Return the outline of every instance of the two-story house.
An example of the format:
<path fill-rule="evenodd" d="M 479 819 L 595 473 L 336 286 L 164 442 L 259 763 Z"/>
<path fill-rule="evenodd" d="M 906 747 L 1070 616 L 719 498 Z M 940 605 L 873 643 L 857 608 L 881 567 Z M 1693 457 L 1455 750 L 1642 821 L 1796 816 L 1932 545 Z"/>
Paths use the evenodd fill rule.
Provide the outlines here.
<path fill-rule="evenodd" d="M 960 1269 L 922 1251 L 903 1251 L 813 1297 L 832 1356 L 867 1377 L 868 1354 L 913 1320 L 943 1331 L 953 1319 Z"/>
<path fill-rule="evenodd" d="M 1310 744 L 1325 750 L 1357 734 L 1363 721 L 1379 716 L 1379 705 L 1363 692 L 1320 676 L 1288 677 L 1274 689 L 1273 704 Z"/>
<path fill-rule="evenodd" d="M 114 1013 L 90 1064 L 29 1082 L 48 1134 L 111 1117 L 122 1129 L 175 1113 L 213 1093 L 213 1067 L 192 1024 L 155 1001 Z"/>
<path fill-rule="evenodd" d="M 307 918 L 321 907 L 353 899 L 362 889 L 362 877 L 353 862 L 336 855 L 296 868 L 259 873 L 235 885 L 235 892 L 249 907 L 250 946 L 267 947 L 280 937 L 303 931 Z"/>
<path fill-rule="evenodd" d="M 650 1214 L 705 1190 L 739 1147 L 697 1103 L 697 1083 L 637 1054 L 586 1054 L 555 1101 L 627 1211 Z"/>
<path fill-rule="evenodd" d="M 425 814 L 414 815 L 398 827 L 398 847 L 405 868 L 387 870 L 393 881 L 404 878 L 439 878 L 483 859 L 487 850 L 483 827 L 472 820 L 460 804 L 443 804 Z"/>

==================================================

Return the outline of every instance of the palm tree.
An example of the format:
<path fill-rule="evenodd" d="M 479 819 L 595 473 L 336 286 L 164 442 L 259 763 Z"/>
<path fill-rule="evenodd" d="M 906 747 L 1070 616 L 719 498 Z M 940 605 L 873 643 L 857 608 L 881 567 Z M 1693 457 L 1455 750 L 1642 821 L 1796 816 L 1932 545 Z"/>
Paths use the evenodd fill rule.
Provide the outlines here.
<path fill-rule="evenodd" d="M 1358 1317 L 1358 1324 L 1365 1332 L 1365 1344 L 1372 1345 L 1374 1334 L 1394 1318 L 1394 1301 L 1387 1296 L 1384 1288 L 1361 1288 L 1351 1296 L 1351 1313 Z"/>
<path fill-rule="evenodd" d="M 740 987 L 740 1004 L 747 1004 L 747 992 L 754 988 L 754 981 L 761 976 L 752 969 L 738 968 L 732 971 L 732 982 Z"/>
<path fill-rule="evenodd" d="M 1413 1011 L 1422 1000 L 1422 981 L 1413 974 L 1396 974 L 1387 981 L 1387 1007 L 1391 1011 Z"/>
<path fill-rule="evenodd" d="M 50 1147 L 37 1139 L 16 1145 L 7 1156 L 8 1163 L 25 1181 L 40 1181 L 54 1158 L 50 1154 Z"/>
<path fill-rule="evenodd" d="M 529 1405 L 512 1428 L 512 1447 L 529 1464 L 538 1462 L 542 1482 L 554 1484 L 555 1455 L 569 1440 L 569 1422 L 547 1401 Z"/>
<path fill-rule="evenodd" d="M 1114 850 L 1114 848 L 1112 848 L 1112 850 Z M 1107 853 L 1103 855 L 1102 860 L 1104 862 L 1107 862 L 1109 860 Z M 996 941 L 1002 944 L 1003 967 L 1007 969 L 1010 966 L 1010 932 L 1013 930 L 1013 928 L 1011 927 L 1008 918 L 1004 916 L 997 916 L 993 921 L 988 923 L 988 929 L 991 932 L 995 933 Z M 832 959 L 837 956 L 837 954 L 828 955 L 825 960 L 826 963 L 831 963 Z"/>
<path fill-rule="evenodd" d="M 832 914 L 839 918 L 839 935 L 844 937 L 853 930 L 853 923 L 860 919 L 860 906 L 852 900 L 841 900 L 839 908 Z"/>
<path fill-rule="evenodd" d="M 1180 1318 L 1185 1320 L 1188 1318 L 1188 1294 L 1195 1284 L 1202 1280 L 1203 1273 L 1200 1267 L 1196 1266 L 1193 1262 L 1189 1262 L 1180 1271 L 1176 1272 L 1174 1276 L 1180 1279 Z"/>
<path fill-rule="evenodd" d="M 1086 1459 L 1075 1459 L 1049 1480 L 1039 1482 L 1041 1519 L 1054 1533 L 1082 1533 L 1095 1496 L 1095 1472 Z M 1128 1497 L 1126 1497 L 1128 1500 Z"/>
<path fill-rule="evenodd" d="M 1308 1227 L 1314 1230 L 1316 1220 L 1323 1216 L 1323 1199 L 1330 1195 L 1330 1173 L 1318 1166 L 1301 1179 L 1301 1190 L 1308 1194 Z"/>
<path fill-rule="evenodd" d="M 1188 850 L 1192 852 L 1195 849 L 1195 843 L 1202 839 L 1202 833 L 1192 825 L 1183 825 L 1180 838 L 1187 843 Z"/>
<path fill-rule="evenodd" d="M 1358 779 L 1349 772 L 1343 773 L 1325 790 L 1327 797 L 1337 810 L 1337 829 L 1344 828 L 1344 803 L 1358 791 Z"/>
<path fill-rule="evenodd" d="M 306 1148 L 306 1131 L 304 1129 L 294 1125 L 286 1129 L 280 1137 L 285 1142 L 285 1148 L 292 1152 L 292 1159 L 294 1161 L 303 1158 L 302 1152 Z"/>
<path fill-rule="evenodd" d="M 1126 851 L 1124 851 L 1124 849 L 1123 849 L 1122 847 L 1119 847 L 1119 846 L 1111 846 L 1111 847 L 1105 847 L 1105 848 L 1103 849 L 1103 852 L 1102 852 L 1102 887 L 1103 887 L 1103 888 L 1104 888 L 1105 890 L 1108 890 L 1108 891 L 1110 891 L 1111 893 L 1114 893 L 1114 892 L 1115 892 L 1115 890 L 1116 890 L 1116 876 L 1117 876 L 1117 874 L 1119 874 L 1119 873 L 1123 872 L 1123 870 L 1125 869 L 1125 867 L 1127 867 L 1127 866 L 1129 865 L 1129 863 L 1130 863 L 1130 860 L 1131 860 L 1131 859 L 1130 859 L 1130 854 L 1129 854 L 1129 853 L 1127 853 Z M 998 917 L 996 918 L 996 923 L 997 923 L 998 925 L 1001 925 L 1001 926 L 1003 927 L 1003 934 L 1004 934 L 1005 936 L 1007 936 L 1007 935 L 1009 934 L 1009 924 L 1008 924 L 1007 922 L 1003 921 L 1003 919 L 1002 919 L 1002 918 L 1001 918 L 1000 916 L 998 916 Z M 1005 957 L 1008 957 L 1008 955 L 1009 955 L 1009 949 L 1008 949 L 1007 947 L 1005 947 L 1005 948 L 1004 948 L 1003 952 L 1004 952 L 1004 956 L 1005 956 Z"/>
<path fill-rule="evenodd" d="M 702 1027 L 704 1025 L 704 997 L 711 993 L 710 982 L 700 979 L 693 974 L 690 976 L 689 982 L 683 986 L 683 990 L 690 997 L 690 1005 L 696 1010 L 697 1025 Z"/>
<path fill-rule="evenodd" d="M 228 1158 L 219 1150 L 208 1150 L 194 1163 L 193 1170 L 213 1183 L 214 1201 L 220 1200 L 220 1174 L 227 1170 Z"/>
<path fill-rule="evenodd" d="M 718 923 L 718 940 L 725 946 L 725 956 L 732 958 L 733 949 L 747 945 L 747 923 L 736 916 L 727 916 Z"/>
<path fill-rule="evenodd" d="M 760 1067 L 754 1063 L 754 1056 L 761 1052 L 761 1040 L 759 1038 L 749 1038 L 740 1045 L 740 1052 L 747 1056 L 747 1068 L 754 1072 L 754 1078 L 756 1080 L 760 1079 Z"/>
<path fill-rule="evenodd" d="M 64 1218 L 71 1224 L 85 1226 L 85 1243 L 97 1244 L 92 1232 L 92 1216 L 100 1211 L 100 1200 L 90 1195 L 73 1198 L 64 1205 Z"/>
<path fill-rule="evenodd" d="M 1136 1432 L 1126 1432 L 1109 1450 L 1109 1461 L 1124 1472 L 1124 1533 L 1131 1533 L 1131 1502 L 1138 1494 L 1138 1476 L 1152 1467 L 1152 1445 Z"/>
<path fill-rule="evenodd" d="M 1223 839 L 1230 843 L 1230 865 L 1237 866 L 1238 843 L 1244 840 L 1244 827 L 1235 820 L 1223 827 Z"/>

==================================================

▶ **TRY IT**
Would you please work out how many lines of the data hold "every"? Reply with the number alone.

▶ **OUTPUT OF THE TASK**
2